WORK TO COMPLETE: Leaving out the images, return the data below exactly as it is written.

TASK INPUT:
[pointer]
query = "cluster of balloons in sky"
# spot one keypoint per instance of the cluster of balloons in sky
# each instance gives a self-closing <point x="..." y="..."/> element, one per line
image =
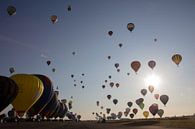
<point x="153" y="108"/>
<point x="31" y="94"/>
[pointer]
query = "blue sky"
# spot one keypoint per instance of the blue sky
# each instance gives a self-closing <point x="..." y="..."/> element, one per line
<point x="28" y="39"/>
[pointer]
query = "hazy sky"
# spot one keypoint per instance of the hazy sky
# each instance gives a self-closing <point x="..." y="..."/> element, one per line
<point x="28" y="39"/>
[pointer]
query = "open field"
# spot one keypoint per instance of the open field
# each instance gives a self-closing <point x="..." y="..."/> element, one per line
<point x="126" y="124"/>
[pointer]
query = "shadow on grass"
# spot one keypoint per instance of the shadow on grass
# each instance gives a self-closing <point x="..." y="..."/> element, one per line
<point x="142" y="123"/>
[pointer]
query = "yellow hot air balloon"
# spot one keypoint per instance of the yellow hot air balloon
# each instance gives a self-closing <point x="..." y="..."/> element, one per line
<point x="176" y="58"/>
<point x="30" y="90"/>
<point x="146" y="114"/>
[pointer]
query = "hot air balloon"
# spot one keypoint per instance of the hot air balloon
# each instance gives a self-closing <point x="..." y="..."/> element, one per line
<point x="78" y="117"/>
<point x="97" y="103"/>
<point x="130" y="26"/>
<point x="108" y="110"/>
<point x="153" y="109"/>
<point x="115" y="101"/>
<point x="51" y="107"/>
<point x="114" y="116"/>
<point x="164" y="99"/>
<point x="119" y="115"/>
<point x="117" y="85"/>
<point x="156" y="96"/>
<point x="176" y="58"/>
<point x="69" y="8"/>
<point x="63" y="111"/>
<point x="31" y="89"/>
<point x="131" y="115"/>
<point x="116" y="65"/>
<point x="48" y="62"/>
<point x="11" y="10"/>
<point x="135" y="65"/>
<point x="139" y="101"/>
<point x="11" y="70"/>
<point x="143" y="92"/>
<point x="160" y="112"/>
<point x="64" y="101"/>
<point x="135" y="110"/>
<point x="142" y="105"/>
<point x="8" y="91"/>
<point x="146" y="114"/>
<point x="54" y="19"/>
<point x="110" y="33"/>
<point x="109" y="97"/>
<point x="151" y="64"/>
<point x="127" y="110"/>
<point x="129" y="103"/>
<point x="53" y="70"/>
<point x="120" y="45"/>
<point x="45" y="97"/>
<point x="73" y="53"/>
<point x="126" y="113"/>
<point x="111" y="84"/>
<point x="151" y="88"/>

YOUR SOLUTION:
[pointer]
query = "cluster of balloons in sky"
# spot one keypoint per instance of the cluster of balloons in sky
# each instance gives a self-closing <point x="..." y="..."/> element, one per line
image =
<point x="153" y="108"/>
<point x="31" y="94"/>
[pointer]
query = "blue sky"
# spot one keypoint per instance of the blue sky
# each instance gives a self-closing <point x="..." y="..."/> element, one per line
<point x="28" y="39"/>
[pointer]
query = "hazy sky"
# spot one keypoint per instance of the hazy sky
# each instance gives a self-closing <point x="..." y="..."/> element, one per line
<point x="28" y="39"/>
[pointer]
query = "open field"
# spot one keypoint per instance of the open field
# each instance gives a self-closing <point x="..." y="..."/> element, one per line
<point x="126" y="124"/>
[pointer]
query = "shadow on grass"
# spot one keypoint per instance of the shadow on grass
# each instance gives a self-closing <point x="..." y="..."/> element, one per line
<point x="142" y="123"/>
[pointer]
query = "yellow hot air balloon"
# spot one keypoint per instance of the yellow hot air balloon
# each instance gives a self-closing <point x="..." y="..."/> element, one per line
<point x="176" y="58"/>
<point x="30" y="90"/>
<point x="146" y="114"/>
[pointer]
query = "hot air balloon"
# spot one keypoint per instance of the hot air balloon
# each instance gives a self-closing <point x="..." y="..."/> element, one per line
<point x="78" y="117"/>
<point x="97" y="103"/>
<point x="130" y="26"/>
<point x="108" y="110"/>
<point x="153" y="109"/>
<point x="115" y="101"/>
<point x="51" y="107"/>
<point x="114" y="116"/>
<point x="164" y="99"/>
<point x="119" y="115"/>
<point x="117" y="85"/>
<point x="156" y="96"/>
<point x="176" y="58"/>
<point x="69" y="8"/>
<point x="63" y="111"/>
<point x="31" y="89"/>
<point x="131" y="115"/>
<point x="116" y="65"/>
<point x="48" y="62"/>
<point x="11" y="10"/>
<point x="135" y="65"/>
<point x="139" y="101"/>
<point x="11" y="70"/>
<point x="143" y="92"/>
<point x="160" y="112"/>
<point x="64" y="101"/>
<point x="135" y="110"/>
<point x="142" y="105"/>
<point x="8" y="91"/>
<point x="146" y="114"/>
<point x="54" y="19"/>
<point x="110" y="33"/>
<point x="109" y="97"/>
<point x="151" y="64"/>
<point x="127" y="110"/>
<point x="129" y="103"/>
<point x="53" y="70"/>
<point x="120" y="45"/>
<point x="45" y="97"/>
<point x="73" y="53"/>
<point x="126" y="113"/>
<point x="111" y="84"/>
<point x="151" y="88"/>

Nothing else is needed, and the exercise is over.